TASK INSTRUCTIONS: Copy the excerpt below about where beautiful women are found in a city, word for word and in full.

TEXT EXCERPT:
Perfect pulchritudinous competition 

I've enjoyed the discussion between Alex Tabarrok and Tyler Cowen on beautiful women. Tyler writes that one should apply location theory:

Pick then a city of your choice in a country of your choice. Ask where, in that city, can the beautiful women be found. Will you find them in the most globalized parts of the chosen city? Probably so. Will the least globalized parts of the city have less attractive women or perhaps even the least attractive women?

I also believe, in accord with my previous hypothesis, that you'll find the most beautiful women in the parts of the city where different income classes mix and there is lots of inequality among passersby. That's in a museum, or in the Village, not in a Tiffany store or even in most of the upper East Side.

This competition is everywhere. When I lived in Ukraine in the mid-90s, there was an area which contained most of the bars that Westerners, particularly men, would hang out. This place had most of the attractive women. Some, of course, um, provided fee-based services. But the more common female was one searching for a mate. They were quite aggressive, much like the Lebanese story Tyler tells from a couple years ago. Many Western males ended up ensnared in trysts that lead to demands that they dump their wives back home and bring these Olgas and Natashas back with them. The success rate of these women with married men was surprising and depressing.

ENTRIES PROVIDED:
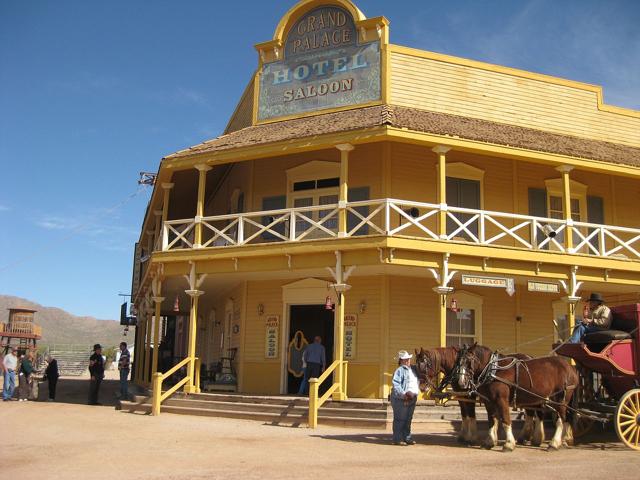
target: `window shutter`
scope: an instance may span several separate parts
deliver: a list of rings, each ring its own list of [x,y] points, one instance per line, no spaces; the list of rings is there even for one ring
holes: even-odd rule
[[[287,208],[287,196],[286,195],[278,195],[277,197],[264,197],[262,199],[262,210],[281,210]],[[269,225],[273,221],[272,217],[262,217],[262,225]],[[284,231],[284,222],[281,222],[275,225],[272,229],[278,232],[280,235],[286,235]],[[276,237],[274,234],[269,232],[263,232],[262,238],[268,241],[279,241],[282,239]]]
[[[604,199],[602,197],[587,196],[587,222],[597,223],[604,225]],[[589,234],[593,232],[593,229],[589,229]],[[593,248],[600,251],[600,239],[598,235],[594,236],[590,240]],[[589,251],[589,253],[593,253]]]
[[[363,202],[365,200],[369,200],[369,187],[350,188],[347,193],[347,199],[350,202]],[[358,212],[360,215],[362,215],[363,217],[366,217],[367,215],[369,215],[368,206],[356,207],[354,210]],[[351,230],[353,230],[361,221],[362,219],[360,217],[354,215],[351,212],[348,212],[347,231],[350,232]],[[368,235],[368,234],[369,234],[368,225],[363,225],[354,233],[354,235]]]

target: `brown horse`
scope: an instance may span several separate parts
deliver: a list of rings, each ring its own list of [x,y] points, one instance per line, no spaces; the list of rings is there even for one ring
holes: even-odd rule
[[[478,347],[481,348],[482,351],[491,353],[491,350],[487,347]],[[427,389],[436,390],[438,388],[437,382],[438,375],[440,373],[442,373],[445,377],[448,377],[453,373],[453,370],[457,366],[459,352],[460,348],[455,346],[446,348],[439,347],[432,350],[425,350],[421,347],[419,352],[418,350],[415,350],[416,369],[418,370],[420,388],[422,391],[425,391]],[[523,353],[514,355],[523,360],[528,360],[531,358]],[[478,372],[478,374],[479,373],[480,372]],[[455,391],[456,385],[452,385],[452,387]],[[466,391],[467,389],[461,388],[460,390]],[[475,398],[470,398],[466,401],[460,400],[458,403],[460,405],[460,415],[462,416],[462,426],[458,435],[458,441],[460,443],[473,444],[477,441],[478,435],[478,427],[476,421],[476,400]],[[491,412],[489,412],[488,410],[487,415],[489,416],[489,424],[493,424]],[[527,412],[527,420],[529,419],[529,415],[531,415],[531,413]],[[526,421],[525,424],[527,424]],[[527,438],[527,440],[529,440],[529,438]]]
[[[557,450],[564,444],[567,434],[567,406],[578,385],[578,374],[571,365],[559,357],[519,360],[512,357],[493,358],[487,349],[474,345],[459,358],[454,382],[460,388],[476,390],[487,407],[493,423],[484,442],[486,448],[498,442],[498,425],[502,422],[507,441],[503,450],[512,451],[516,441],[511,429],[509,408],[550,408],[558,413],[555,434],[549,448]],[[536,430],[542,430],[536,418]],[[525,428],[531,428],[530,419]],[[534,435],[535,437],[536,435]],[[521,436],[522,438],[522,436]],[[534,442],[534,444],[537,442]]]

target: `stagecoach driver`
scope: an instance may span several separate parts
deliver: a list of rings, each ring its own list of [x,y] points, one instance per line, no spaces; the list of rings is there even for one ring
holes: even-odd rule
[[[393,374],[391,406],[393,408],[393,444],[414,445],[411,438],[411,420],[416,408],[420,388],[418,376],[411,366],[411,355],[406,350],[398,352],[398,368]]]
[[[568,343],[580,343],[587,333],[611,328],[611,310],[604,304],[602,295],[592,293],[589,297],[589,313],[573,329]]]

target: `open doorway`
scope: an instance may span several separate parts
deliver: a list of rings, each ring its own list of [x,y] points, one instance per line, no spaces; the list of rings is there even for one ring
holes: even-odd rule
[[[291,305],[289,311],[289,339],[287,344],[287,393],[295,394],[302,381],[302,354],[316,336],[322,338],[327,366],[333,362],[334,312],[324,305]],[[323,392],[330,379],[321,386]],[[324,388],[322,388],[324,387]]]

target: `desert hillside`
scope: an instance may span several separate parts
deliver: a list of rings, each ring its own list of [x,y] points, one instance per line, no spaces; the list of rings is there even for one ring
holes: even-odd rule
[[[123,328],[115,320],[98,320],[94,317],[78,317],[60,308],[45,307],[29,300],[0,295],[0,322],[9,318],[8,308],[27,307],[38,310],[35,322],[42,326],[40,343],[85,344],[88,347],[101,343],[105,347],[116,346],[121,341],[133,342],[135,329],[131,329],[126,337],[122,336]]]

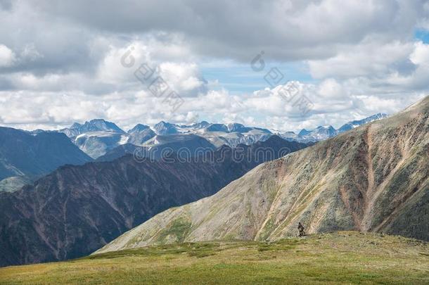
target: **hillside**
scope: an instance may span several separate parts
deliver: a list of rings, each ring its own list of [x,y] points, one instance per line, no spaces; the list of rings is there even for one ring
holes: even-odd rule
[[[65,164],[91,160],[63,134],[30,134],[0,127],[0,180],[44,175]]]
[[[413,284],[429,282],[429,245],[352,232],[274,243],[151,246],[0,268],[0,284]]]
[[[281,151],[305,146],[272,137],[241,149],[224,146],[210,160],[136,161],[129,155],[62,167],[0,193],[0,266],[89,254],[162,210],[214,194]],[[260,157],[266,148],[275,156]]]
[[[173,242],[276,241],[307,232],[429,240],[429,97],[395,116],[262,164],[215,195],[165,211],[98,252]]]

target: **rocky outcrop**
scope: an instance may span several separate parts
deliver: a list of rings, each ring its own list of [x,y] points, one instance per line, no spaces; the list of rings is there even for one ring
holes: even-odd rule
[[[0,180],[44,175],[65,164],[80,165],[91,160],[64,134],[31,134],[0,127]]]
[[[429,240],[429,97],[262,164],[211,197],[157,215],[98,252],[338,230]]]

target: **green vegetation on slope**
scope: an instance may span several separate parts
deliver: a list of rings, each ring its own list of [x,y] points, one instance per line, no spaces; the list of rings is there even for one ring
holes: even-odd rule
[[[424,241],[340,232],[273,243],[186,243],[0,269],[14,284],[428,284]]]

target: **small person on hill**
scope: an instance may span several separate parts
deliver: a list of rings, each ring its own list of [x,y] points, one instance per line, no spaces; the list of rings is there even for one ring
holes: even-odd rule
[[[300,222],[298,222],[298,231],[300,231],[299,236],[305,236],[305,232],[304,232],[304,226],[302,226],[302,224],[301,224]]]

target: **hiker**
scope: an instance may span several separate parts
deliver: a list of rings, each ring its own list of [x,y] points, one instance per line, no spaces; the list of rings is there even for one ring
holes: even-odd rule
[[[302,226],[302,224],[301,224],[300,222],[298,222],[298,231],[300,231],[299,236],[305,236],[305,232],[304,232],[304,226]]]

FULL OUTPUT:
Perfect pulchritudinous competition 

I've enjoyed the discussion between Alex Tabarrok and Tyler Cowen on beautiful women. Tyler writes that one should apply location theory:

Pick then a city of your choice in a country of your choice. Ask where, in that city, can the beautiful women be found. Will you find them in the most globalized parts of the chosen city? Probably so. Will the least globalized parts of the city have less attractive women or perhaps even the least attractive women?

I also believe, in accord with my previous hypothesis, that you'll find the most beautiful women in the parts of the city where different income classes mix and there is lots of inequality among passersby. That's in a museum, or in the Village, not in a Tiffany store or even in most of the upper East Side.

This competition is everywhere. When I lived in Ukraine in the mid-90s, there was an area which contained most of the bars that Westerners, particularly men, would hang out. This place had most of the attractive women. Some, of course, um, provided fee-based services. But the more common female was one searching for a mate. They were quite aggressive, much like the Lebanese story Tyler tells from a couple years ago. Many Western males ended up ensnared in trysts that lead to demands that they dump their wives back home and bring these Olgas and Natashas back with them. The success rate of these women with married men was surprising and depressing.